**Written request:** Please recast the lines of the records, from the line with "Practice step: find the elderly" up to and including the last line of the records, as a Markdown table with the columns Row and Line. Put a running row number under Row and the line itself under Line, and leave out blank lines.

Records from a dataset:
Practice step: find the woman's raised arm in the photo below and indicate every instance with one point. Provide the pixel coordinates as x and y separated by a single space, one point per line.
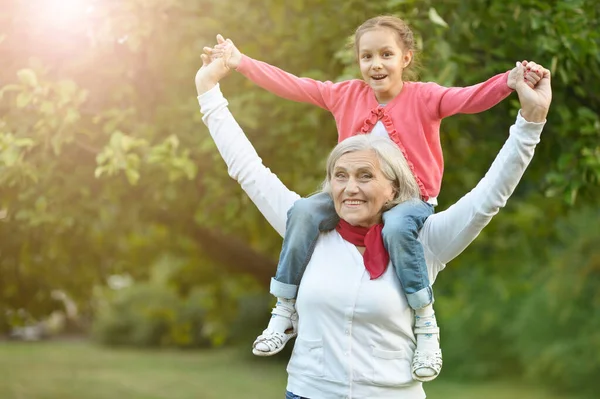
264 188
448 233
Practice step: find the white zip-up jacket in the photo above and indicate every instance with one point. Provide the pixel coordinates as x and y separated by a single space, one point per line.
355 335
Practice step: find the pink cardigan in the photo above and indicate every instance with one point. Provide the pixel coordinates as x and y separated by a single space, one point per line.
412 119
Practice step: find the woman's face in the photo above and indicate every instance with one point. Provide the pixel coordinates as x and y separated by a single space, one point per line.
359 188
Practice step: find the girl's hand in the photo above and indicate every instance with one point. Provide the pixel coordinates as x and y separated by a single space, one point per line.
225 49
535 101
211 72
533 74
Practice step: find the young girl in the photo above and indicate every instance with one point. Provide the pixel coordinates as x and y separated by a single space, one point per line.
409 113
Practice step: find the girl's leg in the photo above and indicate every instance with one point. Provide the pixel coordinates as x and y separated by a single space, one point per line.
306 219
400 234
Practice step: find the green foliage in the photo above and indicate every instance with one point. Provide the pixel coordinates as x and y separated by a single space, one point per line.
556 328
105 167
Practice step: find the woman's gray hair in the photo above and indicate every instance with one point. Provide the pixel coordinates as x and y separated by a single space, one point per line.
391 160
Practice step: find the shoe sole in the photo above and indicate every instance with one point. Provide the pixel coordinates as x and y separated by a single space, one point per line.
276 351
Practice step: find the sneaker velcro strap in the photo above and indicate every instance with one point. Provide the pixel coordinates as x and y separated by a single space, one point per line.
282 311
427 330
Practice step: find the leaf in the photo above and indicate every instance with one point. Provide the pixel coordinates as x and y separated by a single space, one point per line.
27 76
436 19
24 99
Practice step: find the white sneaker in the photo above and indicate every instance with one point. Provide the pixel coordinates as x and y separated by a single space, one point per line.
282 327
427 361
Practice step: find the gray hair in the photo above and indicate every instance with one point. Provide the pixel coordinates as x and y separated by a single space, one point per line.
393 165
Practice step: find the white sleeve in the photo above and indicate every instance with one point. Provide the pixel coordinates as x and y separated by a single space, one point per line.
446 234
264 188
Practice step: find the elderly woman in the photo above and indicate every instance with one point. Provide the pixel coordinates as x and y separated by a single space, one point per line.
348 345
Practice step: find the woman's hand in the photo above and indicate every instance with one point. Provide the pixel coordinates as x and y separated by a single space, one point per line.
535 102
211 72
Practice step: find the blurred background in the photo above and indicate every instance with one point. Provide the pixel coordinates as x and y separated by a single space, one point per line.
132 266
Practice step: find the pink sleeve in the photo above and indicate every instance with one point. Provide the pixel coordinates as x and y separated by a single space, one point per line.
289 86
470 99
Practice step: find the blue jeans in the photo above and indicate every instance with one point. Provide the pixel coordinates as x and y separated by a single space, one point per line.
401 224
289 395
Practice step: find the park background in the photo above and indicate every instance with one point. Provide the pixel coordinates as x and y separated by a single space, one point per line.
144 269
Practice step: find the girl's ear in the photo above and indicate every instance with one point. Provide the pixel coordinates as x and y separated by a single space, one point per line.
407 58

**Written response:**
| Row | Line |
|---|---|
| 1 | Practice step: find the elderly woman in the photo above and indicate every instance with one point. Provide the pixel coordinates as x and y separated by a single space, one point per line. |
| 2 | 348 345 |
| 3 | Practice step: find the woman's hand in the photo above and indicate every instance with one point. Provide the pixel coordinates as x and y separated by a single space, one point per line. |
| 4 | 535 102 |
| 5 | 211 72 |
| 6 | Practice step: find the blurred background in the photo above and indicate every instance with one point. Provide the pixel coordinates as x and y separated by a single space, one point per line. |
| 7 | 132 266 |
| 8 | Practice step: find the pink sleeve in the photo above and indicate every instance with one point. Provide the pixel coordinates as x and y separated by a single space, one point per line. |
| 9 | 289 86 |
| 10 | 470 99 |
| 11 | Practice step: find the blue jeans in the photo above and indicate every instance with one point. Provide the pixel coordinates as x and y separated by a single space, one point per line. |
| 12 | 401 224 |
| 13 | 289 395 |
| 14 | Practice step: find the park background in the photo above and indicate every instance with one point. Provide the pixel coordinates as x and y separated by a single space, one point per line. |
| 15 | 144 269 |
| 16 | Practice step: find the girl's ear in the photo above and indicate every instance with one point. Provide the pixel coordinates as x and y separated by a single space, one point per line. |
| 17 | 407 58 |